Linhas do conjunto de dados:
######
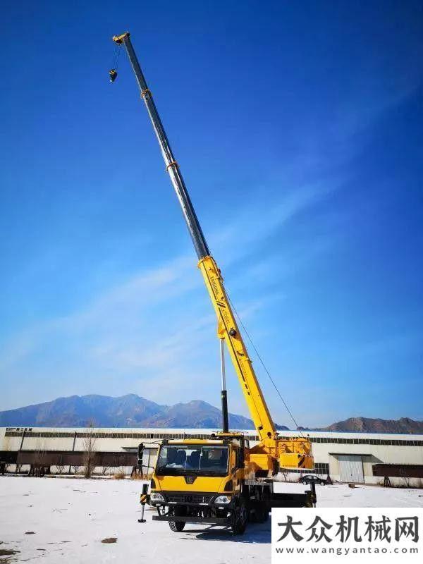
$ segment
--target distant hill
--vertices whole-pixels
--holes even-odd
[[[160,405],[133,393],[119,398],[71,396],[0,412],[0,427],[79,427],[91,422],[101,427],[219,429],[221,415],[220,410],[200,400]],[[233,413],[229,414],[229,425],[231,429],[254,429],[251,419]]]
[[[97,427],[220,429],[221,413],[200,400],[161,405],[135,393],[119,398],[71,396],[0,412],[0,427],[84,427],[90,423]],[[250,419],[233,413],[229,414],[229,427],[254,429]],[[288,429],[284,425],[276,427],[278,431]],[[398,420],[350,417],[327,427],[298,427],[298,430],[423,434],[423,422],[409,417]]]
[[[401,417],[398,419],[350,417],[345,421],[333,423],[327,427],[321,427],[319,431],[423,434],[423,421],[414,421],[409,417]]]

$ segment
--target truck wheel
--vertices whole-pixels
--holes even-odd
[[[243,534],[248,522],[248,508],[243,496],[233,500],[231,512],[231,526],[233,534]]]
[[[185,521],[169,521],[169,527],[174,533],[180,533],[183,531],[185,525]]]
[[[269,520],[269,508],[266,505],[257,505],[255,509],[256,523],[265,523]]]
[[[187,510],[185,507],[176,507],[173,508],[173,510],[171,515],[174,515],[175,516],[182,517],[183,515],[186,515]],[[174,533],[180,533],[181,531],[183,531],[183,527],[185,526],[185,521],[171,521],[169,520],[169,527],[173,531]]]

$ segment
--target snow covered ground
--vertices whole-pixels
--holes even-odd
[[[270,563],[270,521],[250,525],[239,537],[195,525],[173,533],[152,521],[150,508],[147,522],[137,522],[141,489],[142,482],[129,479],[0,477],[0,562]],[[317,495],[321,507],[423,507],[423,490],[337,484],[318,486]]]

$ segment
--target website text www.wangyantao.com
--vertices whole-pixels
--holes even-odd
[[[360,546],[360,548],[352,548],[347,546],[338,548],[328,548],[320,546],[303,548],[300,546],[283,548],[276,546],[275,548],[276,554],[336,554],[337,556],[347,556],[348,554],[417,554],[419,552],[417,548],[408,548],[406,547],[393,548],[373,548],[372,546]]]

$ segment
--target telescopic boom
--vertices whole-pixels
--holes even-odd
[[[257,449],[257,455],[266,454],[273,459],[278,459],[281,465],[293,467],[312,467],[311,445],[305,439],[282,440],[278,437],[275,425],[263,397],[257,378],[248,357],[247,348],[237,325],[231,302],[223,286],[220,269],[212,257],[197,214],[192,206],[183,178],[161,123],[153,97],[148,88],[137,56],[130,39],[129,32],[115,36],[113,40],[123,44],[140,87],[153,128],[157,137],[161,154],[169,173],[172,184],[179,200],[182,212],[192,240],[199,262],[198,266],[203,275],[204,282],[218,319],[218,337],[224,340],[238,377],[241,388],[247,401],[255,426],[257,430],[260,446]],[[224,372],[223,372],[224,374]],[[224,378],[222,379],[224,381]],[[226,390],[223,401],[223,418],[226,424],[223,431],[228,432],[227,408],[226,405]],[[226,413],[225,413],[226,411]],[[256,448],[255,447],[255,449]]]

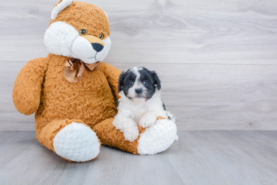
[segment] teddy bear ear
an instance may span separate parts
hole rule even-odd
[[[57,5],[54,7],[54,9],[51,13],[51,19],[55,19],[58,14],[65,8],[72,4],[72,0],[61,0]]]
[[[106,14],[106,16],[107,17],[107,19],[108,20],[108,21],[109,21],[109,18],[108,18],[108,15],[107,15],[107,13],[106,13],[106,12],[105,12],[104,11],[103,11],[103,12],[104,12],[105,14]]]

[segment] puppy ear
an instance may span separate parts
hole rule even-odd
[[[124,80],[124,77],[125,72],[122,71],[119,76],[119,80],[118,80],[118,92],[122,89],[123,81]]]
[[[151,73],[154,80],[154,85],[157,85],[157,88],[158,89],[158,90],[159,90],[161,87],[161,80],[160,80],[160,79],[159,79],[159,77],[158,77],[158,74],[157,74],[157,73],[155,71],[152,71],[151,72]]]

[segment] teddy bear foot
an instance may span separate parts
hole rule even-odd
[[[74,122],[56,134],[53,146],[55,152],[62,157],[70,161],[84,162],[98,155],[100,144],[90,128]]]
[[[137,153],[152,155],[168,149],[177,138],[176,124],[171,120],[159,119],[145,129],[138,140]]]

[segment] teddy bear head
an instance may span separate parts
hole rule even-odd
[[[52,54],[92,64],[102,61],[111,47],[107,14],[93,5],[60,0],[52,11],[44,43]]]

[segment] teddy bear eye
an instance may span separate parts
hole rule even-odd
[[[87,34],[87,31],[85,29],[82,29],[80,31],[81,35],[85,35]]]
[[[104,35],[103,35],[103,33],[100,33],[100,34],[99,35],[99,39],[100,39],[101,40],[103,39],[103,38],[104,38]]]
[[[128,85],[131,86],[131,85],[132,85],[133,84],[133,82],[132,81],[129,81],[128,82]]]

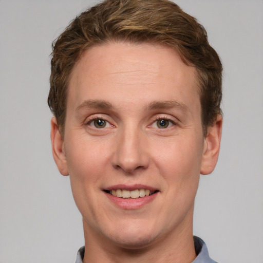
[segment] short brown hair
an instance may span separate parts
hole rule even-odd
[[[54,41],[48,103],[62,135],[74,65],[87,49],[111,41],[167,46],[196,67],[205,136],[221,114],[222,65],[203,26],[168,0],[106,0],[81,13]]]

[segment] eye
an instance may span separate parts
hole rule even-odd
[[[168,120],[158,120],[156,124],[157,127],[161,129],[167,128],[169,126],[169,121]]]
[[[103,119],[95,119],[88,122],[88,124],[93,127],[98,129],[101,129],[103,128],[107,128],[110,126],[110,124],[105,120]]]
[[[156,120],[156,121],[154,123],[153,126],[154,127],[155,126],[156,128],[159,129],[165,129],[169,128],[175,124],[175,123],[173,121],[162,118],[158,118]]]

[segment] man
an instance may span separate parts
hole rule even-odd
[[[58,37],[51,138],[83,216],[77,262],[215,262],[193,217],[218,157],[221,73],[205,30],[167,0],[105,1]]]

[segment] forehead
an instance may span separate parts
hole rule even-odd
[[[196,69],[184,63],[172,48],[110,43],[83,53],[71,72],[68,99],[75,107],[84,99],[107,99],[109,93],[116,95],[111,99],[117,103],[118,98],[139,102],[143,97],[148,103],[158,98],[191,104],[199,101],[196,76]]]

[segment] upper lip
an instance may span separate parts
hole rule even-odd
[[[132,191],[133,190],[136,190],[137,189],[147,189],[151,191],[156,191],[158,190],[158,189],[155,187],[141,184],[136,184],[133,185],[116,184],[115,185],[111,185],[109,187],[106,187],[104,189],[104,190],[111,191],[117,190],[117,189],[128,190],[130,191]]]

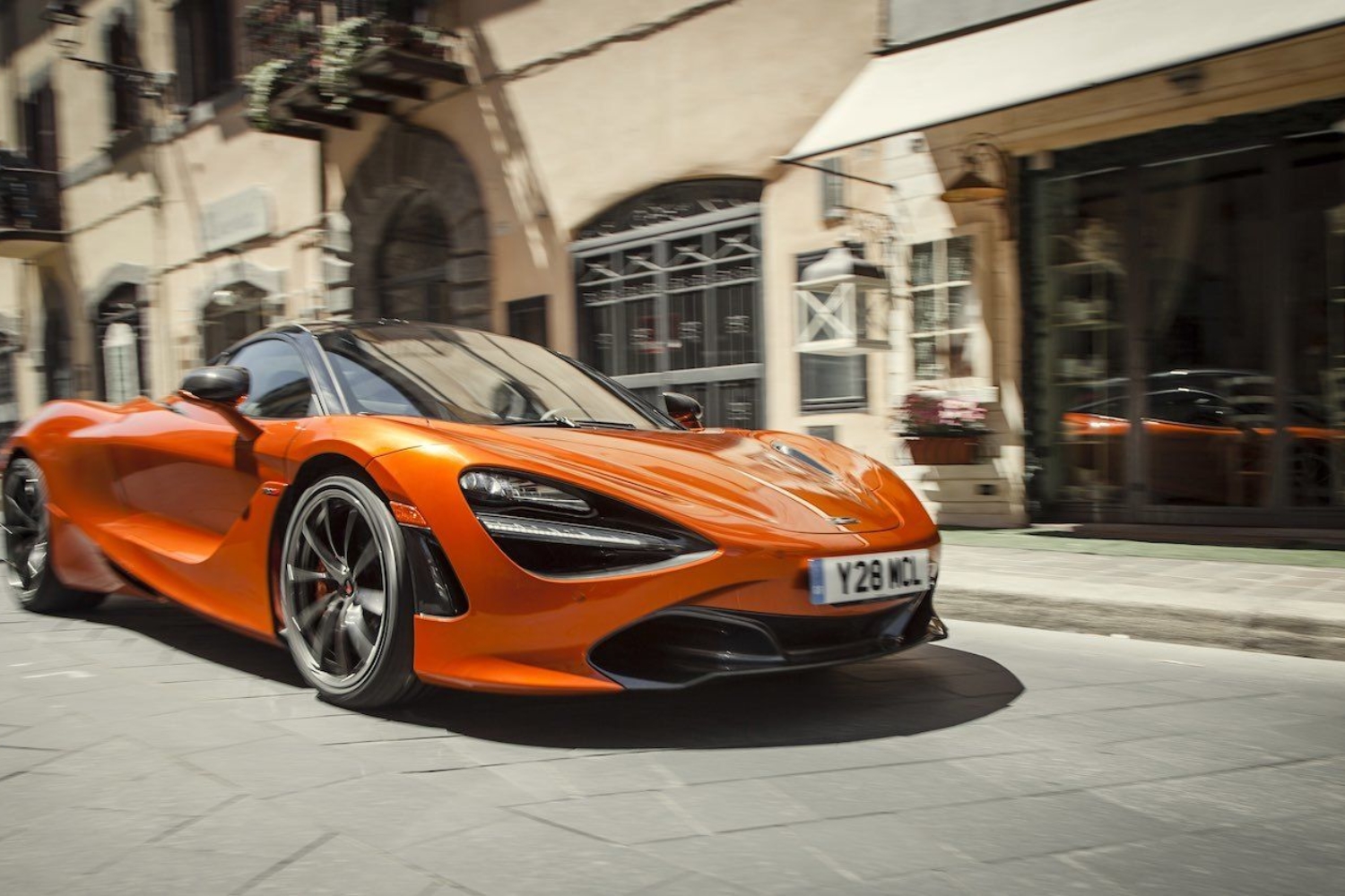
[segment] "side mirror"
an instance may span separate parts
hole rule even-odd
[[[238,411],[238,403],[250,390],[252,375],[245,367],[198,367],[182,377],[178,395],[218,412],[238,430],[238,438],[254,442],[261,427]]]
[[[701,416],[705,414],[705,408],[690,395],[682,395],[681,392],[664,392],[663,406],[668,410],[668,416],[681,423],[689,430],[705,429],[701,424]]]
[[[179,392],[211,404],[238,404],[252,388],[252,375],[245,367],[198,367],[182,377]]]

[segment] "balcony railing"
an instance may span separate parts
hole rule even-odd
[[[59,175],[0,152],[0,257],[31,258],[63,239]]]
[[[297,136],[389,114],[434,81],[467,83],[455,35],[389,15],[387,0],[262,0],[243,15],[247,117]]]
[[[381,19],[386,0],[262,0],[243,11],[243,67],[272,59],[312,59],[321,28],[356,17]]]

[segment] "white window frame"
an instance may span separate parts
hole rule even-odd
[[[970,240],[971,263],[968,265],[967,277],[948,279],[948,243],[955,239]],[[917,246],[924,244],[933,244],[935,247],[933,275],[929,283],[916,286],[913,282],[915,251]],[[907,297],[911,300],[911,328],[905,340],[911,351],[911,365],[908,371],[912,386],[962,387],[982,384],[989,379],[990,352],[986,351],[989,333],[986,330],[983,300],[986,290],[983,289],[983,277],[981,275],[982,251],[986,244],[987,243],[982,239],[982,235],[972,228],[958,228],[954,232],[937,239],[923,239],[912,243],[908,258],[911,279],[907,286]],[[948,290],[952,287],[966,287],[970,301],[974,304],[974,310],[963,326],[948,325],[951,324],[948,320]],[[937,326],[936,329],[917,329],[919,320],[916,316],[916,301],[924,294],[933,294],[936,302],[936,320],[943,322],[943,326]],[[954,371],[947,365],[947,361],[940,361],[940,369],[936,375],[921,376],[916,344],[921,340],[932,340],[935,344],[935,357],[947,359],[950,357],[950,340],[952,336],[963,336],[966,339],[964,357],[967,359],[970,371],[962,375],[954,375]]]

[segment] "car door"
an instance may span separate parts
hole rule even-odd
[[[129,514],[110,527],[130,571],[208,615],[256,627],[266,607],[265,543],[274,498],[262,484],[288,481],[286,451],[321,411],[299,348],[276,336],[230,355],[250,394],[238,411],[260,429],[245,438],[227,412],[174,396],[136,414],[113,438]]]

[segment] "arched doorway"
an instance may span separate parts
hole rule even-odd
######
O que fazer →
Conte quantas linhas do conjunto de dados acima contêm a palavra "teddy". Responda apenas com o número.

Resposta →
4